Arrange the items from the line with "of the bokeh" up to and including the line with "x=492 y=219" as a two-column CSV headed text and answer. Give one row per item, put each field in quotes, and replace line breaks with spaces.
***** DATASET EXTRACT
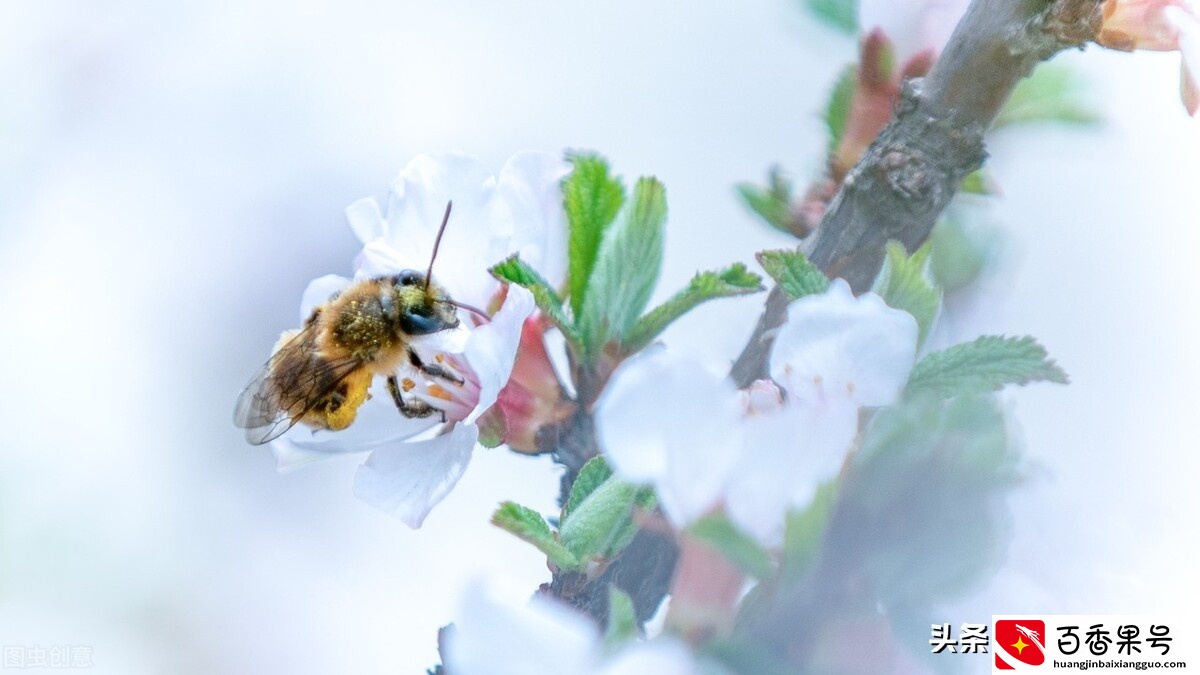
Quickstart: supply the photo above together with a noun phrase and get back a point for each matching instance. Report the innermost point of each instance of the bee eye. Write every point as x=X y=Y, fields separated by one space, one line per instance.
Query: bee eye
x=408 y=278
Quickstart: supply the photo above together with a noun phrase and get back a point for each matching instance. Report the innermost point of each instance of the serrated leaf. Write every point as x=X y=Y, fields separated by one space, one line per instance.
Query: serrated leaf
x=772 y=203
x=591 y=477
x=627 y=268
x=906 y=284
x=737 y=547
x=1053 y=94
x=804 y=531
x=793 y=273
x=735 y=280
x=985 y=364
x=838 y=15
x=622 y=619
x=529 y=526
x=515 y=270
x=838 y=107
x=603 y=524
x=925 y=466
x=961 y=250
x=493 y=428
x=978 y=183
x=592 y=198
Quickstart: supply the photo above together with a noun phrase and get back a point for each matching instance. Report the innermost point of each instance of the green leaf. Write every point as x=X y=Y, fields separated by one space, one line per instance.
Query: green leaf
x=515 y=270
x=773 y=203
x=493 y=428
x=839 y=15
x=906 y=284
x=737 y=547
x=838 y=108
x=978 y=183
x=627 y=268
x=735 y=280
x=963 y=246
x=793 y=273
x=925 y=467
x=531 y=526
x=805 y=531
x=1053 y=94
x=592 y=198
x=987 y=364
x=591 y=477
x=603 y=524
x=622 y=619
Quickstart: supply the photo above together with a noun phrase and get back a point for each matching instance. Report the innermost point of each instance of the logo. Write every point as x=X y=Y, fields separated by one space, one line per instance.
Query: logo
x=1020 y=643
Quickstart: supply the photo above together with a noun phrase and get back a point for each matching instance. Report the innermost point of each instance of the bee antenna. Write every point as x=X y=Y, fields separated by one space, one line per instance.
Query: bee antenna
x=437 y=243
x=468 y=308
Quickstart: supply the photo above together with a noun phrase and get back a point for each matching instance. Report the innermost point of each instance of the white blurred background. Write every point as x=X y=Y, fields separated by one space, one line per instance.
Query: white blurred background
x=173 y=174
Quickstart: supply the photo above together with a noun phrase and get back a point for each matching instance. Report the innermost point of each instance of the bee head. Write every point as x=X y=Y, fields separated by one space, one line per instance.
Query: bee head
x=424 y=308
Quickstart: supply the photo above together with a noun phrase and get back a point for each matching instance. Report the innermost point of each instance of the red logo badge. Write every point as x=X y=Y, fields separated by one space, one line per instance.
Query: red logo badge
x=1020 y=641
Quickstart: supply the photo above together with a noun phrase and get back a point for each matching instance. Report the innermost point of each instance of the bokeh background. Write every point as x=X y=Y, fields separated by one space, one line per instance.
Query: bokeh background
x=173 y=174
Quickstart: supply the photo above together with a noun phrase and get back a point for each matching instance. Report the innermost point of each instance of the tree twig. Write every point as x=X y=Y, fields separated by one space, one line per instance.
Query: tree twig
x=935 y=138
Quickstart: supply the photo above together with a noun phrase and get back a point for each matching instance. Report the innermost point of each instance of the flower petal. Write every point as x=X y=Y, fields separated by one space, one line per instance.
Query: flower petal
x=663 y=656
x=407 y=479
x=479 y=231
x=496 y=635
x=492 y=347
x=1188 y=27
x=365 y=220
x=319 y=292
x=912 y=25
x=669 y=420
x=835 y=345
x=531 y=186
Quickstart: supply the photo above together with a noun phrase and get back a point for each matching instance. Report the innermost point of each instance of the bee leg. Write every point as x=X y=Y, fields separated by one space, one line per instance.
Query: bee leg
x=432 y=369
x=409 y=408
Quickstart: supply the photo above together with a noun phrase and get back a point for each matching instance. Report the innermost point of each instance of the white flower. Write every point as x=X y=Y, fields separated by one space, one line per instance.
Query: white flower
x=497 y=633
x=834 y=354
x=671 y=423
x=912 y=25
x=492 y=219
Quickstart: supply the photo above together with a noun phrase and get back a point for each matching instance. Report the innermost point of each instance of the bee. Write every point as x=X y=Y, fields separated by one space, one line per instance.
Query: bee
x=319 y=374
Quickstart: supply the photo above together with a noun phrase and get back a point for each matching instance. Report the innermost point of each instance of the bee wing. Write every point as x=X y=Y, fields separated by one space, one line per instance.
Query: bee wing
x=289 y=384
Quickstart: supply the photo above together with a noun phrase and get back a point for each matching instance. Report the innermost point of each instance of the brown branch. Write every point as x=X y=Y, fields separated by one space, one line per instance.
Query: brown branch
x=935 y=138
x=897 y=191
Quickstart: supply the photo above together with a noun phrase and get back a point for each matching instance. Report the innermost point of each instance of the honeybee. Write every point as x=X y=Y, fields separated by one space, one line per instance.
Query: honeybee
x=319 y=375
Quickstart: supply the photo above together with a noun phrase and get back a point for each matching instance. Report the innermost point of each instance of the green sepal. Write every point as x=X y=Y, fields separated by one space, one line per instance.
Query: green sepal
x=528 y=525
x=838 y=107
x=838 y=15
x=627 y=268
x=906 y=284
x=515 y=270
x=592 y=198
x=735 y=280
x=793 y=273
x=804 y=532
x=603 y=524
x=592 y=476
x=772 y=203
x=737 y=547
x=1053 y=94
x=985 y=364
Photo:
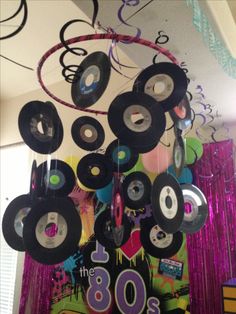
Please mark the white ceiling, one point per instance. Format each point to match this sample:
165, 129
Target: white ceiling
171, 16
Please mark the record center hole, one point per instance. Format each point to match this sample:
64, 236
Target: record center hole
54, 179
161, 235
51, 229
88, 133
137, 118
159, 87
187, 208
121, 155
168, 201
95, 171
89, 79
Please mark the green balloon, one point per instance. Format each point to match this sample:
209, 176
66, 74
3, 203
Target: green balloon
193, 150
137, 167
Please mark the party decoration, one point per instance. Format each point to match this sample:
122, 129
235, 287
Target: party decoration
193, 150
185, 177
157, 160
104, 195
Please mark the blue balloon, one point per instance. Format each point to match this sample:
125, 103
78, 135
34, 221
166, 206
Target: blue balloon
104, 195
186, 176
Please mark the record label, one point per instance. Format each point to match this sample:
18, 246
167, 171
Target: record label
159, 86
89, 80
157, 242
159, 238
122, 156
144, 134
13, 221
51, 230
90, 84
55, 178
87, 133
40, 127
196, 209
164, 81
167, 203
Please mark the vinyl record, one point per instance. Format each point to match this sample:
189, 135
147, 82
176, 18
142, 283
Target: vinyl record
178, 155
13, 221
87, 133
33, 180
123, 158
181, 114
122, 114
137, 190
167, 203
40, 127
52, 230
157, 242
94, 171
103, 229
91, 79
55, 178
164, 81
196, 209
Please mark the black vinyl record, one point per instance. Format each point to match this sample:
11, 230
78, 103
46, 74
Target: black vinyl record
196, 209
91, 79
164, 81
137, 190
178, 155
33, 180
123, 158
13, 221
94, 171
87, 133
52, 230
167, 203
103, 230
181, 114
157, 242
121, 117
55, 178
40, 127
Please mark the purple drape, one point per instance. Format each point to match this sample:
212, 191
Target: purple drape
36, 287
212, 250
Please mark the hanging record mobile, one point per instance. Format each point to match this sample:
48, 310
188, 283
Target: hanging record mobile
103, 230
164, 81
123, 158
157, 242
167, 203
121, 118
55, 178
196, 209
40, 127
178, 155
87, 133
91, 79
137, 190
13, 221
52, 230
94, 171
181, 114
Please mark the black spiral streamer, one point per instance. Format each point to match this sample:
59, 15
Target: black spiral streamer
71, 72
23, 5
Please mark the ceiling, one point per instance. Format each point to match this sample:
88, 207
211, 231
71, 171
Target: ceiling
172, 17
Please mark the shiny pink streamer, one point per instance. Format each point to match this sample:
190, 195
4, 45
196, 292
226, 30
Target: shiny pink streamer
36, 290
212, 250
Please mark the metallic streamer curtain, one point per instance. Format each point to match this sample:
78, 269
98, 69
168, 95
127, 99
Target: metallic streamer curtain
212, 250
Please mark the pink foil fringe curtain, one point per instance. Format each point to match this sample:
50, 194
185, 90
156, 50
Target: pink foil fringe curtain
212, 250
36, 287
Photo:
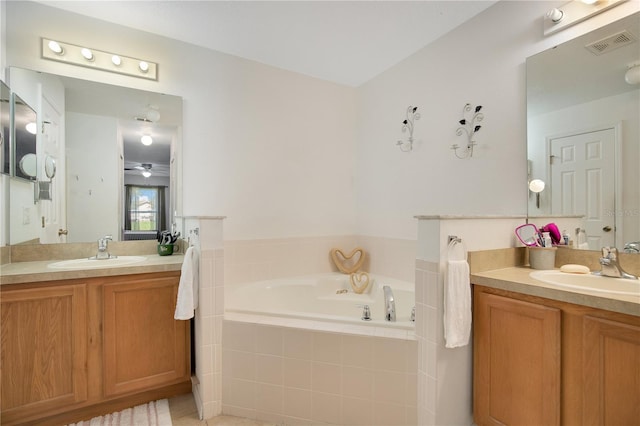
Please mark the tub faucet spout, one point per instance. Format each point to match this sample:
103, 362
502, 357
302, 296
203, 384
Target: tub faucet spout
389, 304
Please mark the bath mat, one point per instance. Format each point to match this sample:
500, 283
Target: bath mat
155, 413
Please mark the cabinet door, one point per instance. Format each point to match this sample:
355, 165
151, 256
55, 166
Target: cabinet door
611, 372
516, 362
144, 347
43, 349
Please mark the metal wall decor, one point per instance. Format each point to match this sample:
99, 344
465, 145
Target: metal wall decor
470, 128
407, 125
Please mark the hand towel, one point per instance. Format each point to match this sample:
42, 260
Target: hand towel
457, 304
188, 288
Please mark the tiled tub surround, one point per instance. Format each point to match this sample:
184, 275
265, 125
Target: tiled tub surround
302, 371
296, 376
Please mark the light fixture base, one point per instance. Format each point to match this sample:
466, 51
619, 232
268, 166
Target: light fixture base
99, 60
577, 11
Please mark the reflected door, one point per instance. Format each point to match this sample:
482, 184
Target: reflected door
53, 211
582, 175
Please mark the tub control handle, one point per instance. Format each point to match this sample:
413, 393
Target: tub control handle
366, 312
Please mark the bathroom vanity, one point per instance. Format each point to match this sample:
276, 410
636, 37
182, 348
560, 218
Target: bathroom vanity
547, 355
80, 343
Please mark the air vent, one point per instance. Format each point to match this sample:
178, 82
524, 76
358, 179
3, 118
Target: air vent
611, 43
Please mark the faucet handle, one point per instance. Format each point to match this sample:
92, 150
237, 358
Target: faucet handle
366, 312
610, 253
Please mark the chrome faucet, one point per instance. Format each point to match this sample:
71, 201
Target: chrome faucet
103, 245
389, 304
610, 265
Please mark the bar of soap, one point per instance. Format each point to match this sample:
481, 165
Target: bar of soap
574, 269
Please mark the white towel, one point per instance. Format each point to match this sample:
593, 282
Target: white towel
457, 304
188, 289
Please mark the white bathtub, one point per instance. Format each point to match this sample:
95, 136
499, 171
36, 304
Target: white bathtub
316, 302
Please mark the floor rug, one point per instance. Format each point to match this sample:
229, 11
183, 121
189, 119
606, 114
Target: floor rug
154, 413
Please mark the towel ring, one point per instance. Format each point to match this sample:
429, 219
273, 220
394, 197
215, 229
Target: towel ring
451, 249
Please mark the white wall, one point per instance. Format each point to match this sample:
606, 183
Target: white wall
481, 62
92, 177
272, 150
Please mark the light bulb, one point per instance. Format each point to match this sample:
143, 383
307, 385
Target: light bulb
55, 47
555, 15
32, 128
88, 54
536, 185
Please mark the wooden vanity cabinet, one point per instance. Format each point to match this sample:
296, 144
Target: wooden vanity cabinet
43, 349
75, 349
541, 361
144, 346
517, 362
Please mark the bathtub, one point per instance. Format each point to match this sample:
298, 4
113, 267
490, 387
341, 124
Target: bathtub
320, 302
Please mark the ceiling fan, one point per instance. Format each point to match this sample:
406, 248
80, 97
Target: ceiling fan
145, 168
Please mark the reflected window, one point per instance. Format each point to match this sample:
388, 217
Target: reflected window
145, 208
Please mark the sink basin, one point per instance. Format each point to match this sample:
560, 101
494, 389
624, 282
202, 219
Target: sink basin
589, 282
91, 263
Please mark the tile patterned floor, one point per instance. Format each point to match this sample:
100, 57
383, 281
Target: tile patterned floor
185, 413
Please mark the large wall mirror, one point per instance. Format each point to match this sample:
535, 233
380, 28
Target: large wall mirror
583, 132
5, 124
109, 155
25, 128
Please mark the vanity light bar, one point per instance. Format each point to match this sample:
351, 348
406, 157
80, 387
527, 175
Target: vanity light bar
85, 57
574, 12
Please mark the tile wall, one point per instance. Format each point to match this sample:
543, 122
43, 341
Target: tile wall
429, 305
294, 376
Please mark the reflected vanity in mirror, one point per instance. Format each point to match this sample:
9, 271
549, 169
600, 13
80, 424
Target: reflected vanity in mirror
90, 151
583, 132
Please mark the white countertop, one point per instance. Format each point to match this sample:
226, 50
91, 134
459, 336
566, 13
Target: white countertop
517, 279
29, 272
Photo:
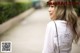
**********
EXERCISE SOLUTION:
text,answer
"Quickstart: supply the photo above together with a noun phrase and get back a point for each matching instance. Report the innermost point of each instance of the bokeh background. Write every point as x=X y=Y, fields separated by one space, one line per instance. Query: bokeh background","x=173 y=174"
"Quickstart: supply the photo above together with a noun phrase and get back a point for each matching instance. Report the innermost point of each instance of the tree twig. Write every point as x=X y=Y, fields separated by one space, one line per instance. Query: tree twig","x=935 y=138"
"Quickstart: supply the photo above together with a noun phrase and get back a point for each matching instance. Report the innermost point of each instance of the flower petal. Write every point as x=X y=Y, fields separated by one space, one line per instance. Query: flower petal","x=663 y=656 x=407 y=479 x=479 y=231 x=496 y=635 x=492 y=347 x=1188 y=27 x=365 y=220 x=319 y=292 x=912 y=25 x=669 y=420 x=835 y=345 x=531 y=186"
"Quickstart: supply the photo above together with a noun phrase and get back a point for each matching instance. Report the innermost point of each instance of the bee leg. Write every point as x=X y=Y, fields separated by one space, one line per instance. Query: bee leg","x=432 y=369 x=409 y=408"
"Quickstart: supply the photo above together with a noun phrase and get back a point for each matching instance. Report the innermost point of each instance of the white flower. Write every point as x=X y=Y, fields separated by one space, one line per instance. Query: white flower","x=497 y=633 x=834 y=354 x=671 y=423 x=912 y=25 x=492 y=219"